Source records
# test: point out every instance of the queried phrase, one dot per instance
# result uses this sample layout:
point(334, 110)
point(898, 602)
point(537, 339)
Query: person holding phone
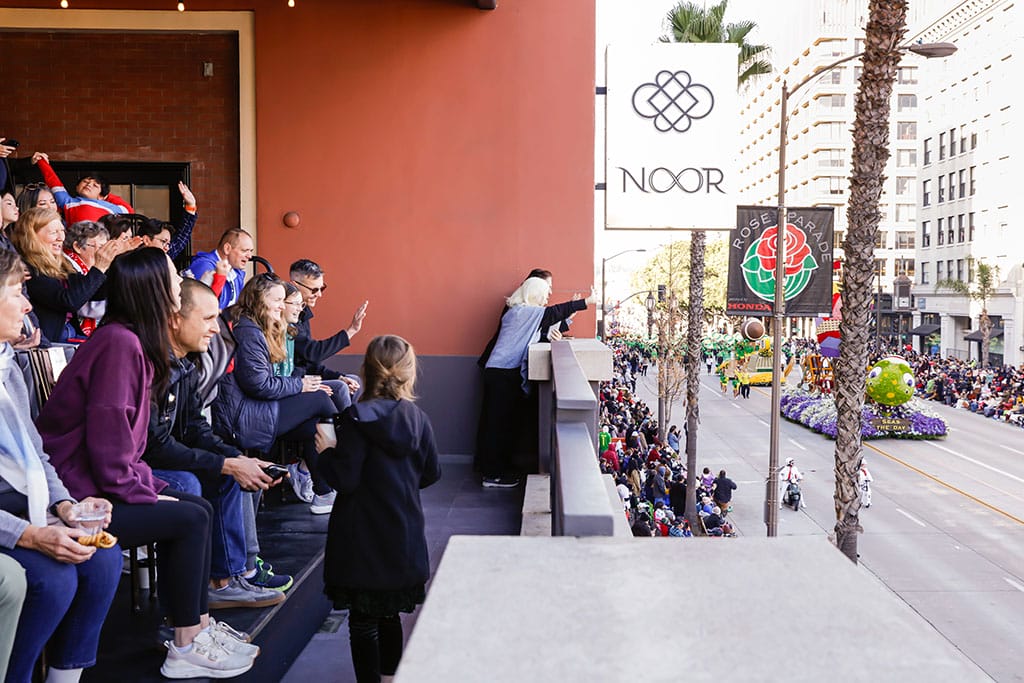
point(256, 407)
point(183, 451)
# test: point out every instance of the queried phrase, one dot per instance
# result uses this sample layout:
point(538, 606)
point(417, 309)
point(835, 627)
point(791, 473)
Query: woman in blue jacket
point(254, 407)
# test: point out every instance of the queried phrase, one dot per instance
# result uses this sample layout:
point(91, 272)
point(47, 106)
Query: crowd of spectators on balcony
point(650, 475)
point(166, 415)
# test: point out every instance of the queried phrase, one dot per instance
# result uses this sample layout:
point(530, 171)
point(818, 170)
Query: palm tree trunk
point(694, 322)
point(985, 323)
point(886, 27)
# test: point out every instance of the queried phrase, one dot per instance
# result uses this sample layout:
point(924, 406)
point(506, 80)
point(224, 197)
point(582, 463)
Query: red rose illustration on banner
point(797, 250)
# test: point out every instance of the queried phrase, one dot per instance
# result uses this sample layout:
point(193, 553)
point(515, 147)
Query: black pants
point(376, 644)
point(297, 418)
point(501, 422)
point(181, 529)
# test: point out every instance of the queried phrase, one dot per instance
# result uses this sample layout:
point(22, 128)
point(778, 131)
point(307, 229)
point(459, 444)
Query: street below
point(945, 530)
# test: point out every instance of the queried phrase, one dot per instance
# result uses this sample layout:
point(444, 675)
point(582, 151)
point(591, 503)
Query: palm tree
point(985, 286)
point(886, 27)
point(690, 23)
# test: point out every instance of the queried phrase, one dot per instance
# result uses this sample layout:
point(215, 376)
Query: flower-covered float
point(891, 410)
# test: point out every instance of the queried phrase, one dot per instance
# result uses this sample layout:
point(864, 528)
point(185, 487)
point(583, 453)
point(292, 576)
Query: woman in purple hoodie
point(94, 427)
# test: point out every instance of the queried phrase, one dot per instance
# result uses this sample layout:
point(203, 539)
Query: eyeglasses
point(312, 290)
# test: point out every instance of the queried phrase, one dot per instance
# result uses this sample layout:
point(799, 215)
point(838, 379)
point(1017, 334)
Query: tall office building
point(970, 155)
point(811, 35)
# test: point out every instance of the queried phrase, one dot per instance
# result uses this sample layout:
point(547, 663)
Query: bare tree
point(985, 286)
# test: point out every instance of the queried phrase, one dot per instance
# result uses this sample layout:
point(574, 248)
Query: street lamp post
point(928, 50)
point(603, 284)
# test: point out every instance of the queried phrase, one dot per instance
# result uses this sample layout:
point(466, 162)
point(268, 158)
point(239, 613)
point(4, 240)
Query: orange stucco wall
point(435, 153)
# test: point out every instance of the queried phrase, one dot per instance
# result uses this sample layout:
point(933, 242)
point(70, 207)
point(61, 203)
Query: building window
point(833, 101)
point(906, 158)
point(830, 158)
point(906, 130)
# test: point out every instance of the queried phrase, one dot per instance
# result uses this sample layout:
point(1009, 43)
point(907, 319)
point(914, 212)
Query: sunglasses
point(313, 290)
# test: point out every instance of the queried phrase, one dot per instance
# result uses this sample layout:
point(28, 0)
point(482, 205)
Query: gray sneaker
point(322, 504)
point(240, 593)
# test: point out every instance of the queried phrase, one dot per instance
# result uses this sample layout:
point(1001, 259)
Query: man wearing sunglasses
point(309, 352)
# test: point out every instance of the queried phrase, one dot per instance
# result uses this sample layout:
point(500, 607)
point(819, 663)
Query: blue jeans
point(228, 529)
point(66, 605)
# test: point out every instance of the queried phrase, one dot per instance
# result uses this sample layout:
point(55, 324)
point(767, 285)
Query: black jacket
point(179, 437)
point(723, 489)
point(52, 298)
point(376, 538)
point(310, 353)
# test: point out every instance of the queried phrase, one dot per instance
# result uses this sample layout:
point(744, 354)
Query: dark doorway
point(151, 187)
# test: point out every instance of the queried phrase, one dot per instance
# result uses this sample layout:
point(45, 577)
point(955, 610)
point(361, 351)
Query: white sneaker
point(322, 504)
point(302, 482)
point(207, 658)
point(232, 640)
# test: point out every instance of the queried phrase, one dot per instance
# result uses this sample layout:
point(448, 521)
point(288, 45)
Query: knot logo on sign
point(673, 100)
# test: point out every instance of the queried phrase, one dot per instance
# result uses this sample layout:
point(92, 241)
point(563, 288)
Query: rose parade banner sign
point(671, 136)
point(808, 261)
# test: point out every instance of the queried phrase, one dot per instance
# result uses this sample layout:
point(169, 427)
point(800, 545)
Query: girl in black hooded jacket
point(376, 563)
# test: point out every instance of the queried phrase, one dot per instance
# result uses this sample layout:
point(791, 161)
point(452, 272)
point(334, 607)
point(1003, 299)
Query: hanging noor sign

What the exercise asks:
Return only the lines between the one holding "point(538, 606)" and the one holding "point(799, 215)", inclusive, exactly as they appear above.

Solution to the exercise:
point(538, 606)
point(417, 309)
point(835, 627)
point(791, 473)
Query: woman in blue jacket
point(254, 407)
# test: point out every instance of the queried phrase, one dot per instance
# result uses this sample layout:
point(91, 272)
point(47, 106)
Query: crowd of spectators on balcony
point(650, 475)
point(166, 415)
# test: point out every instance of the queried phrase, one dot per instance
# result uses this sample layout:
point(530, 171)
point(818, 170)
Query: palm tree trunk
point(694, 322)
point(985, 323)
point(886, 27)
# test: point out every instance of the queried phrase, one dot per instance
# result uses this sample layout:
point(924, 406)
point(506, 80)
point(224, 197)
point(582, 463)
Query: red rose illustration on banner
point(797, 250)
# test: point out every instance of the queried phrase, one dot per instance
# result uses this sample layout:
point(193, 553)
point(515, 147)
Query: black pants
point(376, 644)
point(297, 418)
point(501, 422)
point(181, 529)
# test: point out every instance of the queried phrase, one dot per instance
# result uses this sample layout:
point(22, 128)
point(778, 131)
point(307, 229)
point(459, 444)
Query: street below
point(945, 530)
# test: point out every instance of the queried phrase, one dot per instance
# result uses this sample layout:
point(444, 675)
point(582, 151)
point(591, 503)
Query: palm tree
point(985, 286)
point(886, 27)
point(690, 23)
# test: point out every instance of the queried phrase, one dot per instance
# result uses this sample layout:
point(215, 376)
Query: flower-covered float
point(891, 410)
# test: point out every instance of the queried phrase, one dot per instance
# result uses this sample layout:
point(864, 528)
point(185, 487)
point(583, 453)
point(292, 576)
Query: woman in purple hoodie
point(94, 427)
# test: point out every instance of the queried phrase, one dot per instance
# result uses this sample layout:
point(203, 539)
Query: eyeglasses
point(312, 290)
# test: point out every instance of the queried phrase, one dot per instance
# result uses this sample layout:
point(799, 215)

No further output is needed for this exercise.